** Start **

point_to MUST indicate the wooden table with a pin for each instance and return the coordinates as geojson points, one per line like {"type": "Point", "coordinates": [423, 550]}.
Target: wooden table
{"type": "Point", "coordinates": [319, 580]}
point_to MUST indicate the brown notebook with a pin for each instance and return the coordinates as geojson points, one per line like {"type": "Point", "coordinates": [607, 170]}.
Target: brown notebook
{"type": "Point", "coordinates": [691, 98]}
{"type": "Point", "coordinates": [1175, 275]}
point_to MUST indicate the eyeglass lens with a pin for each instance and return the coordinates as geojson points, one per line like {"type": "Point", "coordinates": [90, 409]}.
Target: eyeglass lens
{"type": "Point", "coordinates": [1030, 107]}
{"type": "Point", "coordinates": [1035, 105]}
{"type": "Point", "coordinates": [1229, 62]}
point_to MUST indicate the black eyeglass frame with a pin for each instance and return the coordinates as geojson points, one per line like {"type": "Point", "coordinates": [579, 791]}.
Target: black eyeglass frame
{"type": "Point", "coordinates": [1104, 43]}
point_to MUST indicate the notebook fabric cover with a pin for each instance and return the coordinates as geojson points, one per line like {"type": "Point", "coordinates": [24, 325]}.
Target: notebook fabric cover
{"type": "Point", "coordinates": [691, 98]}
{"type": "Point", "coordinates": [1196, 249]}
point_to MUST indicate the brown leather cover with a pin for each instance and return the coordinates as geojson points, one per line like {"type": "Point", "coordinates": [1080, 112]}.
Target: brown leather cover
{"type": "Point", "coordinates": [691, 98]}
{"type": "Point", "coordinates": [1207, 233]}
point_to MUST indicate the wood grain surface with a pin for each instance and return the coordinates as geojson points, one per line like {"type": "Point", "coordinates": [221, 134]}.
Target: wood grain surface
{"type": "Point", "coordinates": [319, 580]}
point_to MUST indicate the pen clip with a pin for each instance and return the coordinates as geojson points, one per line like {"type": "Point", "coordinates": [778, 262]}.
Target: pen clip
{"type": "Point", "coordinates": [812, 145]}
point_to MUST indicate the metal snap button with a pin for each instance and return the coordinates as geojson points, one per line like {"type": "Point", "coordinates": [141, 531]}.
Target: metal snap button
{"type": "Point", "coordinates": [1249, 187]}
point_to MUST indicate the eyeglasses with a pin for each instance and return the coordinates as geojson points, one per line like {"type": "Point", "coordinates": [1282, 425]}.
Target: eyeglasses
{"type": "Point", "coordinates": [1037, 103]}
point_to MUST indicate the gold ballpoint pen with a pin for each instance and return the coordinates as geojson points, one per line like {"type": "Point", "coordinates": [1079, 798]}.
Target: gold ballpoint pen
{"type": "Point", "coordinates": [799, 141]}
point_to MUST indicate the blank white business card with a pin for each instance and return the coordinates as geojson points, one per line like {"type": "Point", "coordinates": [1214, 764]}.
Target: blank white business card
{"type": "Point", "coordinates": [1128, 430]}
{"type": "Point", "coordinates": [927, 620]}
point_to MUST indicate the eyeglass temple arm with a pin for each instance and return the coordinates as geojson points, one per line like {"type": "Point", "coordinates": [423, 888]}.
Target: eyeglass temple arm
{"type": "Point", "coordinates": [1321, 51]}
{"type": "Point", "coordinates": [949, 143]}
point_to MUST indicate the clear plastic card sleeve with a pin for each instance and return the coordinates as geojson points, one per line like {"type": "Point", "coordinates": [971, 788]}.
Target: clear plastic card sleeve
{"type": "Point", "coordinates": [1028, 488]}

** End **

**Job**
Duplicate all of the items above line for line, with no changes.

**Response**
point_to MUST indicate the wooden table with a pin for each instance and return the coordinates as geojson points, one per line like {"type": "Point", "coordinates": [423, 550]}.
Target: wooden table
{"type": "Point", "coordinates": [319, 580]}
point_to MUST indicate the brown notebook with a pin for each instance and return the coordinates as geojson points, one per line like {"type": "Point", "coordinates": [607, 170]}.
Target: brown notebook
{"type": "Point", "coordinates": [691, 98]}
{"type": "Point", "coordinates": [1175, 275]}
point_to MUST indicate the eyeglass lens with a pin for each instance and return the coordinates as geojson points, one per line like {"type": "Point", "coordinates": [90, 409]}.
Target: eyeglass lens
{"type": "Point", "coordinates": [1030, 107]}
{"type": "Point", "coordinates": [1035, 105]}
{"type": "Point", "coordinates": [1229, 62]}
point_to MUST indicate the black eyeglass frame with a pin for each instance and return the coordinates as geojson points, one per line like {"type": "Point", "coordinates": [579, 791]}.
Target: black eyeglass frame
{"type": "Point", "coordinates": [1104, 43]}
point_to MUST indicate the notebook fabric cover with a pin for each instance and return the coordinates as geojson points, one per line like {"type": "Point", "coordinates": [24, 325]}.
Target: notebook fabric cover
{"type": "Point", "coordinates": [691, 98]}
{"type": "Point", "coordinates": [1196, 249]}
point_to MUST indicate the brown leather cover with a pin for each instance and return the coordinates as geojson points, one per line like {"type": "Point", "coordinates": [1080, 112]}.
Target: brown leather cover
{"type": "Point", "coordinates": [691, 98]}
{"type": "Point", "coordinates": [1207, 233]}
point_to MUST indicate the wood grain surface with a pin for each instance and return the coordinates as geojson points, one per line like {"type": "Point", "coordinates": [221, 134]}.
Target: wood grain surface
{"type": "Point", "coordinates": [319, 580]}
point_to MUST indicate the pen clip with a pin for each instance and return the coordinates as geojson points, one per line like {"type": "Point", "coordinates": [778, 262]}.
Target: pen clip
{"type": "Point", "coordinates": [812, 145]}
point_to MUST indicate the metal snap button with a pin for each instance and return the coordinates as geojson points, one per line like {"type": "Point", "coordinates": [141, 531]}.
Target: metal snap button
{"type": "Point", "coordinates": [1249, 187]}
point_to MUST indicate the eyeglasses with a pin for each instance and return the coordinates as geojson points, one per line like {"type": "Point", "coordinates": [1282, 425]}.
Target: eyeglasses
{"type": "Point", "coordinates": [1037, 103]}
point_to MUST indicate the gold ballpoint pen with a pin for each instance and return the coordinates as geojson points, one per line like {"type": "Point", "coordinates": [1079, 798]}.
Target: gold ballpoint pen
{"type": "Point", "coordinates": [799, 141]}
point_to MUST indicate the blank white business card with a pin for each instance and return the coordinates as geojson points, one per line like {"type": "Point", "coordinates": [1214, 764]}.
Target: blank white business card
{"type": "Point", "coordinates": [1128, 430]}
{"type": "Point", "coordinates": [927, 620]}
point_to MUST indicate the eyeglass temple arm with a pin for each instance and return the coordinates as geojson points, one per line like {"type": "Point", "coordinates": [423, 888]}.
Target: eyeglass temple arm
{"type": "Point", "coordinates": [1321, 51]}
{"type": "Point", "coordinates": [949, 143]}
point_to MUST indicate the clear plastic card sleeve with a pin for each instance and return the coordinates as geojson points, one per line like {"type": "Point", "coordinates": [971, 788]}.
Target: clear plastic card sleeve
{"type": "Point", "coordinates": [1028, 488]}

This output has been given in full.